• **Text extract**
··········
Reading As A Writer: A Rose for Emily
My initial reaction to reading
William Faulkner’s A Rose for Emily was sadness. At the beginning of the short
story I felt sorry for Emily for having such a somber, unfulfilling life. She
lost her father who drove away all the men that tried to get close to her and the
man who she was going to marry her “left her”. Her days went by without her
ever leaving the house. She grew old without friends or family, only with the
worker who brought her food from the market. We learn that not even he spoke to
her all those years. She was lonely.
What we find out after Emily is
dead that all of the years that everyone thought that Homer, her former fiancé
had left her, he had actually been killed and kept in a bedroom upstairs. She kept
his tie on the dresser, his clothes on the chair and his body in the bed, his
arms still in an open embrace. Faulkner made sure the reader knew that Homer was not a guy we liked. He planned on leaving Emily and so she killed him with Arsenic. When she bought the arsenic, the man who sold it to her insisted it was only used for rats ; Ironic that she used it on a man who was planning on leaving her. His decomposing body caused a stench that
disturbed the whole town; Townspeople actually sprinkled lime into her basement
to try and lessen the horrible smell, without realizing what was causing it and not realizing the irony that lime is used to cover the smell of decay.
On the surface this short story
seems to be about a psychotic old woman but in actuality it’s about the fear of
being alone and of being left, about aging and decaying and about the one
unstoppable phenomenon we all must fear on some level: time.
We see that Miss Emily starts off
at the beginning of the story as a young, good looking woman. As the story
progresses we see that he hair becomes more gray and plump. Not before long we
see Miss Emily with sunken in eyes and loose wrinkled skin. Finally, we see her
grey hair and small skull that makes her seem obese lying dead on the mildew
stained pillow in her house.
··········
• **Record list**
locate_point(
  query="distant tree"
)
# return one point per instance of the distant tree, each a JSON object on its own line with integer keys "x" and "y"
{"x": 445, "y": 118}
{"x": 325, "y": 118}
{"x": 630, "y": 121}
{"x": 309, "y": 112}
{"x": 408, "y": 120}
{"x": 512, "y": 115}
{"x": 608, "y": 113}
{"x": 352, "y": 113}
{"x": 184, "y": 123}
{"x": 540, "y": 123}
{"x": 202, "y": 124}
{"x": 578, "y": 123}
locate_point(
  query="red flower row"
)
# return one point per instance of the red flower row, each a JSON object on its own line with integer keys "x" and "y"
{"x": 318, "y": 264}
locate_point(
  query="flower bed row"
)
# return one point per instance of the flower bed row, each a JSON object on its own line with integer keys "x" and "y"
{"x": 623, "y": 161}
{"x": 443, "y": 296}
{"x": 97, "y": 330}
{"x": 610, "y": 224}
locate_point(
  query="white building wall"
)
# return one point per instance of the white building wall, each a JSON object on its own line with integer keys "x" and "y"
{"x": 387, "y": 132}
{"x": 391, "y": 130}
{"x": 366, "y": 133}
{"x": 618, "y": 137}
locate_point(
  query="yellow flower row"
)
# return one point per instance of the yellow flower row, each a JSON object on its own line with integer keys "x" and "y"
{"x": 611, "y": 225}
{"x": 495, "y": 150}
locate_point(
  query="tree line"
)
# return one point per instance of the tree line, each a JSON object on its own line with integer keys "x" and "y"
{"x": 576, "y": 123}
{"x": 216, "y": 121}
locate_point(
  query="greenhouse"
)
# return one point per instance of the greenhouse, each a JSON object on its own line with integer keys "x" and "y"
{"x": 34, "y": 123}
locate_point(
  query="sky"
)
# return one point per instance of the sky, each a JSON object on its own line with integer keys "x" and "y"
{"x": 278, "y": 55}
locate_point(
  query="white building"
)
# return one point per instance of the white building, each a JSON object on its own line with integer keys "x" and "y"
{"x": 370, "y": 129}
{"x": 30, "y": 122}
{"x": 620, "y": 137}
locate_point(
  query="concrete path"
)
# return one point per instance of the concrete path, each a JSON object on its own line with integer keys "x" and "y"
··········
According to the essay on "A Rose for Emily," why did Emily kill Homer? Answer in one to three sentences. The rows were taken from a separate source.

Emily killed Homer with arsenic because he planned on leaving her.